Records to use

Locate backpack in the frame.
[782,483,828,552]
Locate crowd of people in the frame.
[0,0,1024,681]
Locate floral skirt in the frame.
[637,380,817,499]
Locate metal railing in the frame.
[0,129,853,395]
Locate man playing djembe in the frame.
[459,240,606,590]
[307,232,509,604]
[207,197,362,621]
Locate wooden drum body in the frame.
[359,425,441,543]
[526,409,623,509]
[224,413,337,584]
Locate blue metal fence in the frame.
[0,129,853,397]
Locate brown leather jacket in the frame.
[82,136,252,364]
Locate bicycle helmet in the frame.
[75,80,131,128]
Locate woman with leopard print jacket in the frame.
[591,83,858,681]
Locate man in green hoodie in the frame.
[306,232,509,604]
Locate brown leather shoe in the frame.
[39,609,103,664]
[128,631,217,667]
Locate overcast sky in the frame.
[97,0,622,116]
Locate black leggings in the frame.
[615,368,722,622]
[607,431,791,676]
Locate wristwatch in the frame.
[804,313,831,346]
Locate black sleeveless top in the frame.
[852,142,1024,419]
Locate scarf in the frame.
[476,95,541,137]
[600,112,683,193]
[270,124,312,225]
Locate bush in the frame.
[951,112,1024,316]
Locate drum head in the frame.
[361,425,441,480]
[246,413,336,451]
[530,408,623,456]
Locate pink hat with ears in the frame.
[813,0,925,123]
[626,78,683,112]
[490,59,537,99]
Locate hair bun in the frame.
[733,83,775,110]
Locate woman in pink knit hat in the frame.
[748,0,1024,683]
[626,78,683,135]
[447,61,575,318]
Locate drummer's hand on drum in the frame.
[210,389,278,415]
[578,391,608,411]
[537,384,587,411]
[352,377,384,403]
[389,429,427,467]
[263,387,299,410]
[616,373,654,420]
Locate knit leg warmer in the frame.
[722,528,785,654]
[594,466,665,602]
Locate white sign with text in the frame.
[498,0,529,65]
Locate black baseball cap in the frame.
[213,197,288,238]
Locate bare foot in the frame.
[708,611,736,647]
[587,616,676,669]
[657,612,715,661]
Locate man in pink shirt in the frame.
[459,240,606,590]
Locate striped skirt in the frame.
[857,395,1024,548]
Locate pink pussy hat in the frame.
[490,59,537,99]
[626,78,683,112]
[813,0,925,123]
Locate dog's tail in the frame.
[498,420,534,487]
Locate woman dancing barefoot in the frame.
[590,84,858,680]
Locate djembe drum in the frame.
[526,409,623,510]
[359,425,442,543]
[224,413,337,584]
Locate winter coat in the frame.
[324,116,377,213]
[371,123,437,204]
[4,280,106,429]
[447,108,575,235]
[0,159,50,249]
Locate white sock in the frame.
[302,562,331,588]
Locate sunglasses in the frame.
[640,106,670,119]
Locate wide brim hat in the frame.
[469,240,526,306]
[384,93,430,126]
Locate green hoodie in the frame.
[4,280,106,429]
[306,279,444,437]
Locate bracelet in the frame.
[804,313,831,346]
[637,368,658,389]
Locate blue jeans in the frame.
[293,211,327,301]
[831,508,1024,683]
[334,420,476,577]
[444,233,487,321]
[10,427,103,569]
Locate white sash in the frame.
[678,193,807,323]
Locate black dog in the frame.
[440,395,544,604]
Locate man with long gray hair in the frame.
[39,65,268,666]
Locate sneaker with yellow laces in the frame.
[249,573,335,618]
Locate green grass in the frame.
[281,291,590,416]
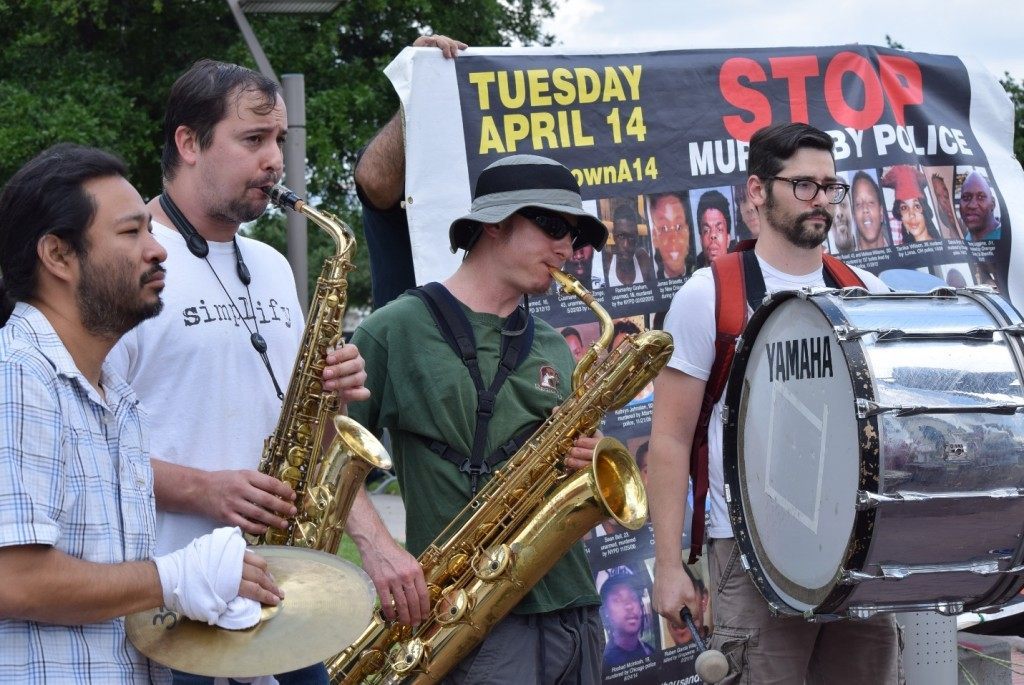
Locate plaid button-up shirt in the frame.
[0,303,167,683]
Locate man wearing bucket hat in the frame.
[348,155,607,684]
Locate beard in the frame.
[765,192,833,250]
[75,255,165,339]
[212,192,269,223]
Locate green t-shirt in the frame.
[348,295,600,613]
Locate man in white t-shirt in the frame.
[647,124,899,683]
[110,59,370,683]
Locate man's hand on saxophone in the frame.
[345,487,430,626]
[324,345,370,404]
[565,430,604,472]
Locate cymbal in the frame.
[125,545,376,678]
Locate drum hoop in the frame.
[722,290,881,615]
[956,288,1024,611]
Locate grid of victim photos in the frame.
[564,164,1009,298]
[560,314,712,685]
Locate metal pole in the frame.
[282,74,309,312]
[227,0,281,83]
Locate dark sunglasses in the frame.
[516,207,583,248]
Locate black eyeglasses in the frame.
[768,176,850,205]
[516,207,582,248]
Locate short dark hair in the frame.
[892,196,941,243]
[160,59,281,180]
[850,169,892,245]
[697,190,732,233]
[746,123,835,182]
[0,143,128,326]
[647,190,687,210]
[562,326,583,343]
[598,571,643,604]
[611,205,640,223]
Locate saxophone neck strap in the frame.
[408,283,534,496]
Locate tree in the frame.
[0,0,553,304]
[999,72,1024,162]
[886,34,1024,162]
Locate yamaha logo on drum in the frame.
[765,336,834,382]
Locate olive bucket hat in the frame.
[449,155,608,252]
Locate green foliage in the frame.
[886,34,1024,163]
[0,0,553,304]
[999,72,1024,163]
[886,34,906,50]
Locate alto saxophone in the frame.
[251,184,391,554]
[327,269,672,685]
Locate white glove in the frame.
[154,527,260,630]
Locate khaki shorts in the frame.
[708,538,903,685]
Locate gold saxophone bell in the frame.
[327,271,672,685]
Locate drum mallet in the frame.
[679,606,729,683]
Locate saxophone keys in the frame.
[295,422,313,446]
[445,553,469,577]
[391,638,426,674]
[278,464,302,490]
[473,545,512,581]
[434,589,470,626]
[286,446,309,467]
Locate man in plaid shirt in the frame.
[0,145,281,683]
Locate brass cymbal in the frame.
[125,545,376,678]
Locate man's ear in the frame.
[174,126,200,164]
[746,176,768,207]
[36,233,78,282]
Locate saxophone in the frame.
[250,184,391,554]
[327,269,672,685]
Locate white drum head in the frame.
[733,297,860,611]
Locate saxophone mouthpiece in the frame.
[263,183,303,211]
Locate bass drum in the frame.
[724,289,1024,619]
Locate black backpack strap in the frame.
[417,421,543,476]
[408,283,534,495]
[740,250,768,311]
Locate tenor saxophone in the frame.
[251,184,391,554]
[327,269,672,685]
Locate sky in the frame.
[544,0,1024,81]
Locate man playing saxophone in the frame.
[347,155,607,685]
[110,59,369,683]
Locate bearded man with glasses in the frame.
[647,124,899,683]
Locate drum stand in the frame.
[896,611,956,685]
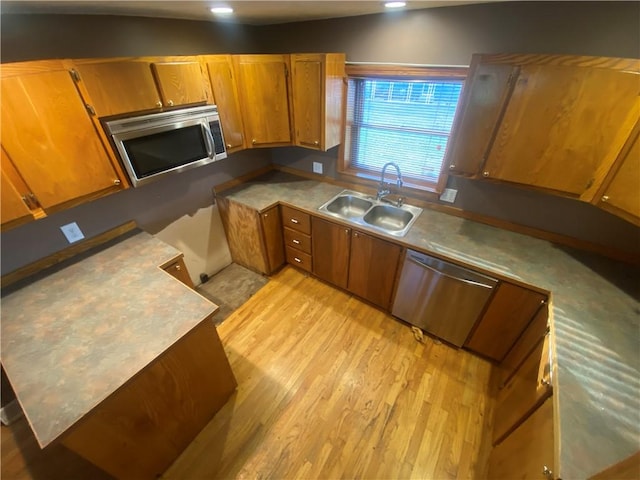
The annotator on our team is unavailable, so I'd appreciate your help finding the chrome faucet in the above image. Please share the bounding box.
[376,162,404,207]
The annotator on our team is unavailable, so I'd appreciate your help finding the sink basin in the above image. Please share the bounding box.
[327,195,373,218]
[318,190,422,237]
[364,205,413,232]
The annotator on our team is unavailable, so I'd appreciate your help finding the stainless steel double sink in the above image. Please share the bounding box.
[318,190,422,237]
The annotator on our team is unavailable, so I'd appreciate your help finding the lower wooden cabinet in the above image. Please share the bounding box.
[348,231,402,310]
[489,397,556,480]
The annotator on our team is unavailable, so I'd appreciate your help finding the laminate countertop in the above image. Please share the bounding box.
[2,230,218,448]
[222,172,640,480]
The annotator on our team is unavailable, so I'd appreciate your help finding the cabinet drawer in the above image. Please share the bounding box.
[280,205,311,235]
[286,246,312,272]
[284,227,311,254]
[492,335,551,445]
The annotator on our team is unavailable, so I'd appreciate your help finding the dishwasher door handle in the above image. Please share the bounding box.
[407,255,493,290]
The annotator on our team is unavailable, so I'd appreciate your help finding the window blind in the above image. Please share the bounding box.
[345,77,463,183]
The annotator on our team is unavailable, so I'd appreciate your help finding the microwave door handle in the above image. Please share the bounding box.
[200,123,216,158]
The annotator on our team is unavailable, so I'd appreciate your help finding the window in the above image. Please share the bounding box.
[342,65,466,189]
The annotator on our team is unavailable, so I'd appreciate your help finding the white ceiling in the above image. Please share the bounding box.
[0,0,503,25]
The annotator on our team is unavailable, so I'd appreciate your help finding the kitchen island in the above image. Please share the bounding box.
[222,172,640,479]
[2,230,236,478]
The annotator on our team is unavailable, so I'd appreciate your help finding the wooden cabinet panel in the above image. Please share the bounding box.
[483,65,640,196]
[492,335,551,444]
[233,55,291,147]
[464,282,546,361]
[284,227,311,254]
[163,257,194,288]
[217,197,269,274]
[260,205,285,274]
[598,126,640,226]
[489,397,555,480]
[312,217,351,289]
[291,55,324,149]
[74,60,162,117]
[204,55,244,152]
[348,231,402,310]
[2,70,121,209]
[280,205,311,235]
[151,62,207,107]
[498,305,549,387]
[447,64,519,175]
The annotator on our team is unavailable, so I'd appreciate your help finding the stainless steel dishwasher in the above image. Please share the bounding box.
[391,250,498,347]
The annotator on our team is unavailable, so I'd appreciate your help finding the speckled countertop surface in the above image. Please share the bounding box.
[2,231,218,447]
[223,172,640,480]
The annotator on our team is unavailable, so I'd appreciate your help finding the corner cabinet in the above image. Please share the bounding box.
[233,55,292,148]
[2,61,126,229]
[291,53,345,151]
[446,54,640,208]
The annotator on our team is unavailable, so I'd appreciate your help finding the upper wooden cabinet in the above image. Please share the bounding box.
[202,55,245,153]
[74,57,209,117]
[447,55,640,200]
[233,55,292,148]
[2,61,124,224]
[291,53,345,151]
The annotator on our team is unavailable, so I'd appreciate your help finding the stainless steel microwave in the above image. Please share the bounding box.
[104,105,227,187]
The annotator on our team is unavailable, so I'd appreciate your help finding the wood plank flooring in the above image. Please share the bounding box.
[2,267,493,480]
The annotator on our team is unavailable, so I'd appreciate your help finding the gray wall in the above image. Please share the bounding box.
[268,2,640,253]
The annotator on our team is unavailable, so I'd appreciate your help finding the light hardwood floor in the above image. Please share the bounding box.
[2,267,493,480]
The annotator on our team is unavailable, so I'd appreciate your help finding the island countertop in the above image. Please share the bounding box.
[2,230,218,448]
[222,172,640,479]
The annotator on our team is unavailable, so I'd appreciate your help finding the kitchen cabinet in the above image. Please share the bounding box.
[347,230,402,310]
[448,55,640,201]
[2,61,125,219]
[291,53,345,151]
[595,122,640,226]
[488,397,556,480]
[492,335,552,445]
[233,55,292,148]
[162,257,194,288]
[311,217,351,289]
[73,57,209,117]
[202,55,245,153]
[464,282,546,362]
[217,197,284,275]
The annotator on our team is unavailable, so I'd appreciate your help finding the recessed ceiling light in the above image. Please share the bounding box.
[211,7,233,15]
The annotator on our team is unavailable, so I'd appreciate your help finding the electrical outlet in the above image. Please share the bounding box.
[60,222,84,243]
[440,188,458,203]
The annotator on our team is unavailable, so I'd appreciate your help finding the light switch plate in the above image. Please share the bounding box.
[60,222,84,243]
[440,188,458,203]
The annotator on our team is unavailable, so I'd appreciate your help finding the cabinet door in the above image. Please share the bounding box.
[311,217,351,289]
[291,55,324,150]
[447,64,518,175]
[217,198,269,275]
[348,231,402,310]
[205,55,244,152]
[483,65,640,197]
[151,62,207,107]
[75,60,162,117]
[260,205,284,273]
[233,55,291,147]
[489,397,555,480]
[598,127,640,226]
[2,70,121,209]
[464,282,546,361]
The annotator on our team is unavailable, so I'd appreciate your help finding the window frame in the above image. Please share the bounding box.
[338,64,469,193]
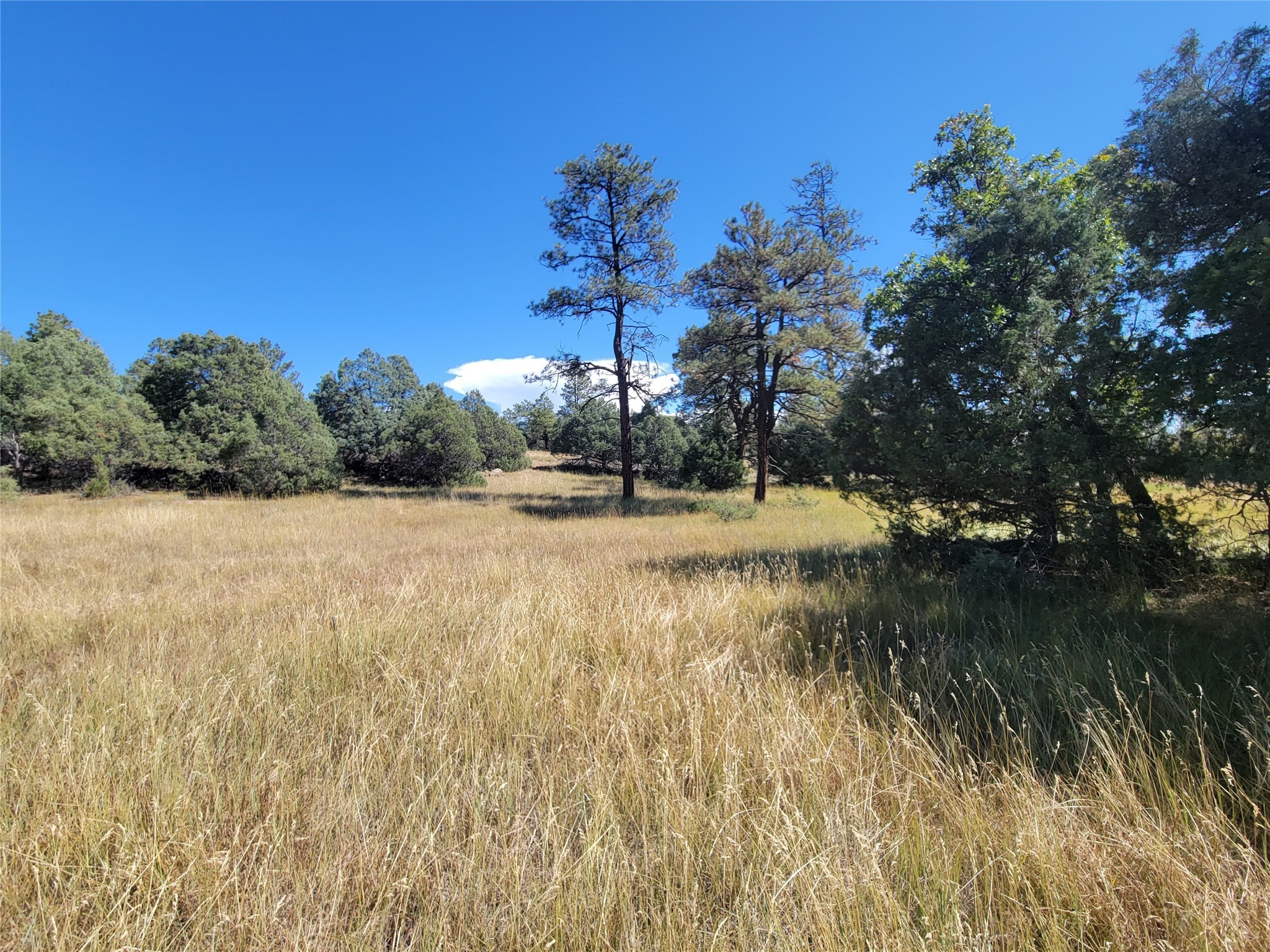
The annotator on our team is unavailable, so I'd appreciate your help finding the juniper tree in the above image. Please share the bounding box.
[458,390,530,472]
[128,332,340,496]
[1097,27,1270,566]
[310,348,419,476]
[836,108,1168,566]
[530,142,678,498]
[503,392,556,451]
[0,311,164,486]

Problem details
Rewrite the items between the lines holding "Locate drum mallet in the frame." and "[492,335,551,445]", inclusive, as a Markdown table with a Row column for the row number and a Line column for the text. Skip blank lines, and leave the pictures out.

Solution to this exercise
| Row | Line |
|---|---|
| 1 | Locate drum mallet in the frame. |
| 2 | [679,606,729,683] |
| 3 | Locate saxophone keys in the frame. |
| 4 | [295,422,313,446] |
| 5 | [445,553,469,577] |
| 6 | [391,638,426,674] |
| 7 | [278,464,302,490] |
| 8 | [473,545,512,581] |
| 9 | [434,589,470,626] |
| 10 | [286,446,309,467] |
| 11 | Locate man in plaid shirt in the frame. |
| 12 | [0,145,281,683] |
| 13 | Locate brass cymbal in the frame. |
| 14 | [125,545,376,678] |
| 15 | Locate man's ear in the frame. |
| 16 | [174,126,200,164] |
| 17 | [746,176,768,207] |
| 18 | [36,233,78,282] |
| 19 | Locate saxophone in the frame. |
| 20 | [250,184,391,554] |
| 21 | [327,269,672,685] |
| 22 | Locate white drum head in the frame. |
| 23 | [733,297,860,611] |
| 24 | Locate saxophone mouthpiece in the frame. |
| 25 | [263,183,303,211] |
| 26 | Locate bass drum in the frame. |
| 27 | [724,289,1024,619] |
| 28 | Locate black backpack strap in the frame. |
| 29 | [417,421,543,476] |
| 30 | [408,283,534,495] |
| 31 | [740,250,768,311] |
| 32 | Locate tenor saxophone in the frame. |
| 33 | [251,184,391,554] |
| 34 | [327,269,672,685] |
| 35 | Locate sky in the frame. |
| 36 | [544,0,1024,81] |
| 37 | Locate man playing saxophone in the frame. |
| 38 | [347,155,607,685] |
| 39 | [110,59,369,683] |
| 40 | Locate bearded man with glasses in the frame. |
| 41 | [647,124,899,683] |
| 42 | Locate drum stand in the frame. |
| 43 | [896,611,956,685] |
| 44 | The annotator on our team is unavailable, so I'd appreciate your help finding the chrome faucet in the above image. Please share the bounding box. |
| 45 | [376,162,404,207] |
| 46 | The annotator on our team is unavailable, so I'd appreciate your help finding the sink basin in the above image. Please share the bounding box. |
| 47 | [327,195,373,218] |
| 48 | [318,190,422,237] |
| 49 | [364,205,413,232] |
| 50 | The annotator on our team is unavailable, so I'd appreciate your help finding the stainless steel double sink in the above image. Please share the bounding box. |
| 51 | [318,190,422,237] |
| 52 | The annotator on our team is unavailable, so I'd appreciate your help finding the lower wooden cabinet in the above image. Please share the bounding box. |
| 53 | [348,231,402,310] |
| 54 | [489,397,556,480] |
| 55 | The annotator on our team is unavailable, so I'd appreciate your help finding the laminate countertop in the above image. Please share the bounding box. |
| 56 | [2,230,218,448] |
| 57 | [222,172,640,480] |
| 58 | The annotator on our team is unavailable, so I'd appreciate your help finding the cabinet drawer in the above image. Please share the bounding box. |
| 59 | [280,205,311,235] |
| 60 | [286,246,312,272] |
| 61 | [284,227,311,254] |
| 62 | [492,335,551,445] |